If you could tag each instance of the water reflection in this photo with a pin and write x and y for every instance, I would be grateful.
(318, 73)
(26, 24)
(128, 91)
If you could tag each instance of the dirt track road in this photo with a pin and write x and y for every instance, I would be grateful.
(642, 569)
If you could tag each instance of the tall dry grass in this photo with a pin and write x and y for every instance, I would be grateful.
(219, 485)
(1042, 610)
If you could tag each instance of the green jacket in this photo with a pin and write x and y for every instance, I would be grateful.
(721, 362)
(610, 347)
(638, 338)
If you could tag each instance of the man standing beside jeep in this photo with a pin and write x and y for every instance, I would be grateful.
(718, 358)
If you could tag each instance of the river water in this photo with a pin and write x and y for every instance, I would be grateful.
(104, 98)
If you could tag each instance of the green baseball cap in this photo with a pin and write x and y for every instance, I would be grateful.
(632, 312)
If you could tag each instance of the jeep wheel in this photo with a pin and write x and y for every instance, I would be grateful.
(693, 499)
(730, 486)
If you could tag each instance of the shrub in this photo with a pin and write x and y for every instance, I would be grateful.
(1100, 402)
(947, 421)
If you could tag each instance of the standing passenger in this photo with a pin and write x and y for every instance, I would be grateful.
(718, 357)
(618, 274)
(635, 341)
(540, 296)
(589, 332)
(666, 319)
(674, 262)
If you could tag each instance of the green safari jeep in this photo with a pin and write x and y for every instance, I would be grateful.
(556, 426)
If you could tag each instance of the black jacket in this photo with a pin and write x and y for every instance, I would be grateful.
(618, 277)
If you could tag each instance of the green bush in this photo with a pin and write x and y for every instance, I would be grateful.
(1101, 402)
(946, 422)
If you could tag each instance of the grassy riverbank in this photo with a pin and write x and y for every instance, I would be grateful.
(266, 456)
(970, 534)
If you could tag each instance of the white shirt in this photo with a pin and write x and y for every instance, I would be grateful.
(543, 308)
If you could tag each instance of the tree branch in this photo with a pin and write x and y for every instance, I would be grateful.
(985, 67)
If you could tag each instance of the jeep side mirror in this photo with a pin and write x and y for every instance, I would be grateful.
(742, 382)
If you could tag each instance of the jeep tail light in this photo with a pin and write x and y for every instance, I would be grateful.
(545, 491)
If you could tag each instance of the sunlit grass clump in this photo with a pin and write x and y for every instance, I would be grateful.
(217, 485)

* What you have to do *
Change "tag" to "mark" throughout the records above, and keep every other word the same.

* Finished task *
If you could mark each instance of the water reflection in this photo with a pin and write x and y for every instance, I would be grateful.
(318, 73)
(26, 24)
(128, 91)
If you could mark each instance of the dirt track road in this photo with a pin and write x and y for every instance, I would be grateful.
(642, 569)
If you could mark each instance of the tall dry grass in this photo with a pin and write x and y for every instance, I would be grateful.
(219, 485)
(1042, 610)
If you could mark each instance of the green jacket in this photo with a pin and write x and y for every instance, I would be grateful.
(721, 362)
(610, 347)
(638, 338)
If you could mark each instance of the man standing beside jeep in this photo with a pin and write x and y for every instance, I would be grateful.
(718, 358)
If you could mark each instance of the river water in this photo with a pin and write x and y for every instance, I would be grateful.
(104, 98)
If you could mark each instance of the green baseball cap in this photo with a pin and write x and y for every instance, I would be grateful.
(632, 312)
If you could mark each instance of the jeep wheel in this photo with a pin and write x and y for every instance, I would be grateful.
(693, 499)
(730, 486)
If you could mark each instance of the shrub in this photo with a pin and write x and y for every instance, I would be grateful.
(1100, 402)
(947, 421)
If you could mark each instance of the standing passenger in this photo with a pin and write x and y for every instance, I would be grateful.
(718, 357)
(618, 274)
(635, 341)
(540, 296)
(589, 332)
(666, 319)
(674, 262)
If you could mark each instance of the green safari jeep in this photo with a pin and write x and y for every instance, I would be grateful.
(556, 426)
If you could mark each instance of the black jacket in this photo with a pin and write x and y for every instance, I would be grateful.
(618, 277)
If you could mark each instance of the green bush in this photo with a pin and write x and y for every instance, I would be grateful.
(1101, 402)
(946, 422)
If you could mark each instance of the grassy riverbank in this photo with a pin and write x and y for every instance, I would be grateful.
(266, 456)
(970, 534)
If you could mark each instance of the white shirt in this photo with a pin and write x and y for every instance, I would be grateful.
(543, 308)
If you could mark each instance of the tree branch in this photo with a pin and write x and y for every instance, I would be grateful.
(985, 67)
If you could mark each instance of the jeep side mirror in this photo with a pin and write x and y for every instance, I would be grateful.
(742, 382)
If you could mark each instance of the jeep tail light in this photo with a pin and write x and y for every instance, I would be grateful.
(545, 491)
If you could mark each instance of the sunlit grass clump in this photo with a pin and write x and y for every instance, I would be grateful.
(217, 485)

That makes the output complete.